◆ Tugas Tertulis
Lanjutkan teks tentang Serat Wedhatama, dimulai tepat setelah kalimat terakhirnya.

◆ Teks Sumber
╭──

Sri Mangkunegara tidak hanya menegur dan menasihati (Serat Wedhatama: Menasihati para muda) tetapi juga menyemangati mereka.
Generasi muda yang memang masih gelisah, meraba dan mencari jati diri, tidak hanya cukup diberi pitutur, tetapi juga dimotivasi. Antara lain dengan memberi kesadaran bahwa orang berilmu tidak harus tua.
Sri Mangkunegara IV juga memberi rujukan untuk panutan, seorang tokoh yang memang pantas jadi panutan. Beliau yang wawasan dan bacaannya luas, tidak mencarikan tokoh panutan dari luar negeri, misalnya Napoleon atau Julius Caesar. Mengapa mesti mencari di luar kalau yang di negeri sendiri ada.

╰──

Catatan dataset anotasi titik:
╭──

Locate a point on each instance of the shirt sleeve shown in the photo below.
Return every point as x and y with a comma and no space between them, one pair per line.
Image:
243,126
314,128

╰──
╭──

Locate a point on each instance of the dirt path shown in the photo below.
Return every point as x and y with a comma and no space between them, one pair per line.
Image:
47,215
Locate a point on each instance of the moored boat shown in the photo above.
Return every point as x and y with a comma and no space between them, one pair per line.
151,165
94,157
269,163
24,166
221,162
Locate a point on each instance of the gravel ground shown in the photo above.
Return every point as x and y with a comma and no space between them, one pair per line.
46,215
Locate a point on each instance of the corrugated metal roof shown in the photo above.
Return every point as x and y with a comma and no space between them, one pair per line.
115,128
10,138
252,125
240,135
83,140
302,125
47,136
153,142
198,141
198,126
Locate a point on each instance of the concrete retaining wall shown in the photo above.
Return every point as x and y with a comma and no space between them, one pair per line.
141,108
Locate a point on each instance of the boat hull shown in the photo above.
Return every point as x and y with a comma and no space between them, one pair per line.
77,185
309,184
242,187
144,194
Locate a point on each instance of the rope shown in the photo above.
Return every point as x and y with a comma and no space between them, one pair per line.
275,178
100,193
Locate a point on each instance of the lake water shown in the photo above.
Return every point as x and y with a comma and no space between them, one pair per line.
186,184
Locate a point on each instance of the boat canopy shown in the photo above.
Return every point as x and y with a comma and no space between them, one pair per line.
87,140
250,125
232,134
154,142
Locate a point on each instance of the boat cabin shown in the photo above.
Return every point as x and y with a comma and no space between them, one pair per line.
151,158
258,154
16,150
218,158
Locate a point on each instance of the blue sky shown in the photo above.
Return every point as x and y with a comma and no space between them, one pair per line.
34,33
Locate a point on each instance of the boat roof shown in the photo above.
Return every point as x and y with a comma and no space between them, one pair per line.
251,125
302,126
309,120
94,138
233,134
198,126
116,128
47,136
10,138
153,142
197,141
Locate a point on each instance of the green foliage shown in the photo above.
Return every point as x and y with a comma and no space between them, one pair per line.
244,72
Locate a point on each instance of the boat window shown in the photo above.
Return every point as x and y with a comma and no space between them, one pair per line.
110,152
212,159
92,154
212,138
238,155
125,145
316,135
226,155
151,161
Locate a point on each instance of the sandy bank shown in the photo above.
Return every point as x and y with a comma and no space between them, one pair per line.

╰──
╭──

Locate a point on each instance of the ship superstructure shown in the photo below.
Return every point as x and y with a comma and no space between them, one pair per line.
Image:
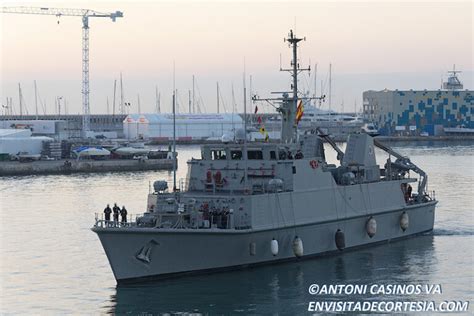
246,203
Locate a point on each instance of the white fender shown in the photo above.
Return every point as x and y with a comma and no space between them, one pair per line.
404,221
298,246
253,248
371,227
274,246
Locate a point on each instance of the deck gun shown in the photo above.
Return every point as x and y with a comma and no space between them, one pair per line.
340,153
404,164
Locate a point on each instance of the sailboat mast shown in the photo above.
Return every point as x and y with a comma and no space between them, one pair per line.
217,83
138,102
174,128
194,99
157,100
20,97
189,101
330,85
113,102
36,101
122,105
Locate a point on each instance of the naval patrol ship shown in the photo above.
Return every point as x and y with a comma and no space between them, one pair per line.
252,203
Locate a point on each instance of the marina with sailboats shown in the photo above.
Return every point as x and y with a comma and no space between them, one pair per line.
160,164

╰──

◆ Hasil Tugas
KAWAWA NAHEN HAWA
Kawawa nahen hawa (mampu menahan hawa napsu) merupakan kata kunci penguasaan ilmu. Tidak harus orang tua. Anak muda pun bisa menguasai. Itulah motivasi yang diberikan Sri Mangkunegara IV kepada orang muda. Jangan kalah sama yang tua, kamu pasti bisa. (berbeda dengan yang disampaikan kepada orang tua: Mbok jangan seperti anak-anak (Serat Wedhatama: Pesan kepada orang tua)
Motivasi supaya "kawawa nahen hawa" dapat dibaca pada pupuh Pangkur bait ke 11:
Syaratnya adalah "mampu menahan hawa nafsu". Motivasi pun dilanjutkan dengan menjelaskan makna “kawawa nahan hawa” dalam bait ke duabelas pupuh pangkur di bawah, yang intinya bila sudah mengendap jasmani dan rohaninya itulah “sepuh” sepi ing hawa. Anak muda pun kalau sudah manunggal jiwa dan raganya, mampu mengendalikan hawa napsu sudah bisa disebut “sepuh”.
TOKOH PANUTAN
Tidak cukup dengan motivasi, Sri Mangkunegara IV pun merujuk seorang tokoh besar yang pantas dijadikan panutan oleh generasi muda saat itu. Dalam baris terakhir bait ke empatbelas \pupuh Pangkur disebutkan: ....... Mulane wong anom sami. (Oleh karena itu para muda supaya: .......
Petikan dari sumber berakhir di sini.